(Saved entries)
========================

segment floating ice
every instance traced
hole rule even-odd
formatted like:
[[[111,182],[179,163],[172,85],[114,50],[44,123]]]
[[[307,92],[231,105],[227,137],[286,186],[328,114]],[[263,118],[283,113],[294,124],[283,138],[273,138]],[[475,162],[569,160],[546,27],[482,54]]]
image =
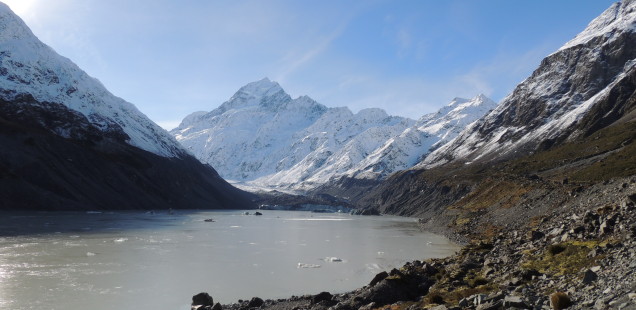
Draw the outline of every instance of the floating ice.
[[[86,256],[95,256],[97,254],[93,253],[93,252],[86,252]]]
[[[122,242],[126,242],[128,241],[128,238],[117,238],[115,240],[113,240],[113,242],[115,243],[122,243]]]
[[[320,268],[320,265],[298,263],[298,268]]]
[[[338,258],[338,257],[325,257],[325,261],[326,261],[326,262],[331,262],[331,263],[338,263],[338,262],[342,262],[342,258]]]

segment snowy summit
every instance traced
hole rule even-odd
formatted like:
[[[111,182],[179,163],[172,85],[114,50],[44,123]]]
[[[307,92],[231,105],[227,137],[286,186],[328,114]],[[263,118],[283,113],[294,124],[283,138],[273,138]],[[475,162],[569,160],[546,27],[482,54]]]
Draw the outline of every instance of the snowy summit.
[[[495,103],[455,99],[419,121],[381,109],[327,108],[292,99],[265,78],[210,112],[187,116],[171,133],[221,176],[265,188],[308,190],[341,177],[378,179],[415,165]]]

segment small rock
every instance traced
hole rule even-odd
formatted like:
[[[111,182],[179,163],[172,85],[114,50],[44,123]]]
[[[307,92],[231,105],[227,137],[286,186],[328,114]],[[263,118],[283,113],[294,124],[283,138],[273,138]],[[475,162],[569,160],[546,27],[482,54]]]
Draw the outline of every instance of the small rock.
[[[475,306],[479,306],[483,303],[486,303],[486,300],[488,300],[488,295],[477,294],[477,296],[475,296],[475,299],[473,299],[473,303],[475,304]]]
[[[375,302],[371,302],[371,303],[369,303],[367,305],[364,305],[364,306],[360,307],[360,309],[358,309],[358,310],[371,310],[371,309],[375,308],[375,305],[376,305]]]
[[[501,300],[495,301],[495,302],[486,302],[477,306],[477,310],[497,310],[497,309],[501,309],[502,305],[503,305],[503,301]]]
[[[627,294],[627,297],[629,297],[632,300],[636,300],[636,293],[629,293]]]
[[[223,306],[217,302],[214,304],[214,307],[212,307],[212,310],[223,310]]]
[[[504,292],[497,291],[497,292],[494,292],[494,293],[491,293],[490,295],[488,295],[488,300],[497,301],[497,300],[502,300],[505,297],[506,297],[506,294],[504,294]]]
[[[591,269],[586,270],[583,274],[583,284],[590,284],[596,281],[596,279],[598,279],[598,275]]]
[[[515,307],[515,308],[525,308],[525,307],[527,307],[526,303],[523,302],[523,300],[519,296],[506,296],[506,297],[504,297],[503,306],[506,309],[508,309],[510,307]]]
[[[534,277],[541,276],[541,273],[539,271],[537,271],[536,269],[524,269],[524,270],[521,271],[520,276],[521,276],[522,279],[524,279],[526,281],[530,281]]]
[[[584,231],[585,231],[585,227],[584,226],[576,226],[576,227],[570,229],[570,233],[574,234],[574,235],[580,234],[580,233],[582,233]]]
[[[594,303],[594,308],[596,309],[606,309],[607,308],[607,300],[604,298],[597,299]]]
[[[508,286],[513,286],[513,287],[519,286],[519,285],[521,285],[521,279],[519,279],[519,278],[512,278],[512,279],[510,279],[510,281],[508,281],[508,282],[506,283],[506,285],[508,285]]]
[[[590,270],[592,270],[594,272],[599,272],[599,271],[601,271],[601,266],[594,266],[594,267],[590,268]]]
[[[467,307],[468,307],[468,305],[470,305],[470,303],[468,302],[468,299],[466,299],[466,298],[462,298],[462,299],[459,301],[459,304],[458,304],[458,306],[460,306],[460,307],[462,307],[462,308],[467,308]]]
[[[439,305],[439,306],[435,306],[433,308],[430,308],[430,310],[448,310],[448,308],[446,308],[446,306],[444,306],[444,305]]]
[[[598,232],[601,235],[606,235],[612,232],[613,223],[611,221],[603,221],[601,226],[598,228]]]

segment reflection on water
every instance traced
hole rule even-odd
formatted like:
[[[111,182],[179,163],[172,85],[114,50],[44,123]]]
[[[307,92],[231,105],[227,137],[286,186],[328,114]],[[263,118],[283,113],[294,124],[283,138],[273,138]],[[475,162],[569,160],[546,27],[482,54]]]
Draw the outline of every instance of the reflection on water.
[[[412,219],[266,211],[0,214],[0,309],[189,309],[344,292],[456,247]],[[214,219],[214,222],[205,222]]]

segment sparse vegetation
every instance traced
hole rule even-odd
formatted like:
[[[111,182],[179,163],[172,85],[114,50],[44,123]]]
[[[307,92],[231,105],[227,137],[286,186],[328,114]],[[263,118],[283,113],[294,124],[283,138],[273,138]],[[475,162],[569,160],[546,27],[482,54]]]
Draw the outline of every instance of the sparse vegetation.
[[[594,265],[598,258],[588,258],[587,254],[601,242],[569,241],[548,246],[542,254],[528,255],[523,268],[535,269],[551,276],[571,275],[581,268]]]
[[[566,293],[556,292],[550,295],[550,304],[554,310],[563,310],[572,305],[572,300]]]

========================

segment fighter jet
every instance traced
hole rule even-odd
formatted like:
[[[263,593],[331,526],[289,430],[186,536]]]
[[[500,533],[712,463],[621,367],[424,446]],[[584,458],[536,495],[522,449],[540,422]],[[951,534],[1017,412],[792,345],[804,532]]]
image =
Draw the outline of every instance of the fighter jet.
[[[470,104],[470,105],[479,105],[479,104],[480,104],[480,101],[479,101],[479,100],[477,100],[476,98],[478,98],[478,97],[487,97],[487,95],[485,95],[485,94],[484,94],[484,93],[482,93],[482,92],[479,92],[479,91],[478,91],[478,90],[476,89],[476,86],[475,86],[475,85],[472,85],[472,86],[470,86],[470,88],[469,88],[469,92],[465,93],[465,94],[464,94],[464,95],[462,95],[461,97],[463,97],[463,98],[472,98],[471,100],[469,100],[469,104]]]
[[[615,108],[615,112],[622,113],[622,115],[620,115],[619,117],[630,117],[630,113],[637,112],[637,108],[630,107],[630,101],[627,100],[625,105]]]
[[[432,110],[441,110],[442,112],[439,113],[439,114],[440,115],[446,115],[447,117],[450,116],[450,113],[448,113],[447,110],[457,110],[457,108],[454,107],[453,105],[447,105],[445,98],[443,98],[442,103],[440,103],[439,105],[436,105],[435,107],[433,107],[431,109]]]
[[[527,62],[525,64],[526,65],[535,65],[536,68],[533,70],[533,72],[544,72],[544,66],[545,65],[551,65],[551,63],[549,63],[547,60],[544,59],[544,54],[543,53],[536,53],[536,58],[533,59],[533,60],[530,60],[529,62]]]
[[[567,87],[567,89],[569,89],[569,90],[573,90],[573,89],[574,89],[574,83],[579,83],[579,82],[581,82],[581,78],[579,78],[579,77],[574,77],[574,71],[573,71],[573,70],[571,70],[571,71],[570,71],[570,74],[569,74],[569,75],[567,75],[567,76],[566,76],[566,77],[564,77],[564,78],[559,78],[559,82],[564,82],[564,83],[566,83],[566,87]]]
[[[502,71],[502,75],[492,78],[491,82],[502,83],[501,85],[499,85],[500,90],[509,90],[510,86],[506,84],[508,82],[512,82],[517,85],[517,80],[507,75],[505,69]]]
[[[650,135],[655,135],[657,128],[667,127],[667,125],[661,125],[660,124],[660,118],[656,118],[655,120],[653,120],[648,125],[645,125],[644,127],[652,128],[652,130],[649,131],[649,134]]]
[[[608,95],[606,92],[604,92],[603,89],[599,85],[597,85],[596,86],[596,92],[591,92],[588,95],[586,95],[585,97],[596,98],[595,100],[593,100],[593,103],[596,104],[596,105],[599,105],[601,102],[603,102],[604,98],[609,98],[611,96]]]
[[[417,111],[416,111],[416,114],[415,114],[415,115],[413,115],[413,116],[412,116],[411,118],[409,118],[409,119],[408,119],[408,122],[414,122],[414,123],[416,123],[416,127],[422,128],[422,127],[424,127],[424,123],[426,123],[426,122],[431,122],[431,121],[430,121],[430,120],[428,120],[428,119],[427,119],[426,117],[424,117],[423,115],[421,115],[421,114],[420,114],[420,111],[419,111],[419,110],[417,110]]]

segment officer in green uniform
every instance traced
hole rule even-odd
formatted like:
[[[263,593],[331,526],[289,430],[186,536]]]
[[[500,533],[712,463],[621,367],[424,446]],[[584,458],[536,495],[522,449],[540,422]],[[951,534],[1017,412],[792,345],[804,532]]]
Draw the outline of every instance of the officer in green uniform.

========================

- [Aim of the exercise] Your task is to copy each line of the entries that includes the word "segment".

- [Answer to this task]
segment floating ice
segment snowy summit
segment small rock
segment reflection on water
segment sparse vegetation
segment fighter jet
segment officer in green uniform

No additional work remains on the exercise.